● **EXERCISE TASKS**:
A. Summarize the pet bird discussion in two sentences.
B. Answer these questions from the pet bird discussion:
(i) How many times has a Quaker broken the writer's skin?
(ii) How old is the ringneck named Chico?
(iii) Which smaller conures are named as super sweet?
C. State whether each statement agrees with the pet bird discussion, and quote the words that decide it:
(i) The writer who warns against rescue birds got a rescue bird as a first bird.
(ii) Chico was always comfortable around children.
(iii) The smaller conures get over nippiness fast without any training.

● **SOURCE EXTRACT**:
-------
Also, (although I'm totally biased) Quaker Parakeets are pretty cool, tend to socialize well, and most of the ones I've met are handleable by children and put up with kids well. As an added boon, even at their most bitey, I've only had a Quaker break my skin once, and that was more luck than anything.

Conures in general seem to be good family and starter birds. However, most of the larger ones (sun, dusky, nanday, and blue crowned) really are loud. Some seem quieter than others, but they're still not quiet birds. The smaller ones (green cheek, maroon bellied, etc) are super sweet and with a lot of training get over nippiness fast (based on experience with two friends who have them).

Definitely don't get a rescue bird as your first. I did and totally lucked out, but I'm fortunate to have a lot of home time and live alone so that I can work through learning how to deal with my first bird and break her bad habits, plus Penelope is totally sweet and was decently well behaved when I got her. I can hardly imagine trying to juggle a cranky bird who doesn't totally trust people and an energetic toddler at the same time, and I've had experiences with both. Get a sweet baby from a breeder and raise it well. You'll probably be better off in the long run.
 
I would just like to add that I have a daughter, who will be 4 in July. My ringneck, Chico, who is 30+ years old, was terrified of children, until he came to live with me. My child and him have bonded, and under the watchful eye of me, they will share treats together, and he will rest on her arm. She adores him, and I am happy they are friends.

I think your child should be part of the process, and be allowed to learn how to interact with the parrot. I am not saying he should be allowed to hold him, but even if its something as small as giving the parrot a treat is a start.

Just a thought.
 
I think the larger conures tend to be quiter On less frequent scale.
The medium ones are the noise makers. Suns goldcaps Jendays ect.
Vs mitreds blue crowns and goldies ect as the larger breeds are more mimickers or
grunters But still have an ear peircing scream.
I'd defiantly rule out these guys as a first bird.
-------
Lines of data
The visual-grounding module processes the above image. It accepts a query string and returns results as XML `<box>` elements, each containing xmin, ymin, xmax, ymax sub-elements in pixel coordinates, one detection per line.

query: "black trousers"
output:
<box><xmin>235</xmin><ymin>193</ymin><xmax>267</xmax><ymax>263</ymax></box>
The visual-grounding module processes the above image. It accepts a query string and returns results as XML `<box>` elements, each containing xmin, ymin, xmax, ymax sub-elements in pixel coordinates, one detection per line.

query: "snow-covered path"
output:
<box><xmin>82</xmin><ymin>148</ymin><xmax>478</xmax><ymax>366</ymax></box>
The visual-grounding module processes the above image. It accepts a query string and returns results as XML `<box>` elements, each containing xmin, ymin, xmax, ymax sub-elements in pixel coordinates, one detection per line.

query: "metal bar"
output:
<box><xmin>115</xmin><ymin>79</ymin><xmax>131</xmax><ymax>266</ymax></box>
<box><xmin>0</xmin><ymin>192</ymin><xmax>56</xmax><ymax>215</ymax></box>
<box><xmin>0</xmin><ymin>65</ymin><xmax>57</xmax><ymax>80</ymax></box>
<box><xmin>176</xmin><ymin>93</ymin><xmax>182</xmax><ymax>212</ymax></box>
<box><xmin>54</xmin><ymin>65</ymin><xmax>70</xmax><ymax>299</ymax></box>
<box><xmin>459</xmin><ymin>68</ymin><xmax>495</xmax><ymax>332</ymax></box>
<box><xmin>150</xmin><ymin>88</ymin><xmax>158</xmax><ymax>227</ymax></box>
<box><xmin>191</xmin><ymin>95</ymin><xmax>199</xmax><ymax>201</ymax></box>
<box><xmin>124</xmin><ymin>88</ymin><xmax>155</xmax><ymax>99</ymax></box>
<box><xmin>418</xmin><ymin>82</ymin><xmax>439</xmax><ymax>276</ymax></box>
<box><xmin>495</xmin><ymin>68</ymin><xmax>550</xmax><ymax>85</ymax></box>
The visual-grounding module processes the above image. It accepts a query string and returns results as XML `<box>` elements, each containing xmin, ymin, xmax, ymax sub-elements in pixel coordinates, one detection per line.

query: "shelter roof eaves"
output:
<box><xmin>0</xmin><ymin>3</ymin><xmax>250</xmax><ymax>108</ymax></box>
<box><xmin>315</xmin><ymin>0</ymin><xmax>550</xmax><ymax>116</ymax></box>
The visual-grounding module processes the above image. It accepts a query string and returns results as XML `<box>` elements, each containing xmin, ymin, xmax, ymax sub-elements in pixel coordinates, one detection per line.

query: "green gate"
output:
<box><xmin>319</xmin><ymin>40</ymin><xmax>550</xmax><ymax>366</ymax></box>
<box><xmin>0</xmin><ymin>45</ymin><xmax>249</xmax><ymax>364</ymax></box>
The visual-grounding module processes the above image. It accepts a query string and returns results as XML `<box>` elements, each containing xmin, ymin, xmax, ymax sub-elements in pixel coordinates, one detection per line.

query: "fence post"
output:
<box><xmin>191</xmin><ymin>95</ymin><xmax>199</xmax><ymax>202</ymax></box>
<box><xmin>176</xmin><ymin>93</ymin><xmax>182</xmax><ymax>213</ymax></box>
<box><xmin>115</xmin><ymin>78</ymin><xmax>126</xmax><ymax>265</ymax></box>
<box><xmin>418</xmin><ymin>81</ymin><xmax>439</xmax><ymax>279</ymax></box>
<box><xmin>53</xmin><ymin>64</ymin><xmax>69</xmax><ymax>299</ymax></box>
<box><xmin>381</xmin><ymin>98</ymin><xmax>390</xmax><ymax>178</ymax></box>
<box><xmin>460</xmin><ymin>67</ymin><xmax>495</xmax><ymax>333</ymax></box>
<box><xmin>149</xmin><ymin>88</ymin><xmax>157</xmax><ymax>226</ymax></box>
-------
● **ANSWERS BELOW**:
A. Quaker Parakeets tend to socialize well and put up with kids, and conures in general seem to be good family and starter birds, though most of the larger ones are loud. A rescue bird is not recommended as a first bird, a sweet baby from a breeder is suggested instead, and a child should be allowed to learn how to interact with the parrot.

B.
(i) Once.
(ii) 30+ years old.
(iii) Green cheek and maroon bellied.

C.
(i) Yes: "Definitely don't get a rescue bird as your first. I did and totally lucked out"
(ii) No: "was terrified of children, until he came to live with me"
(iii) No: "with a lot of training get over nippiness fast"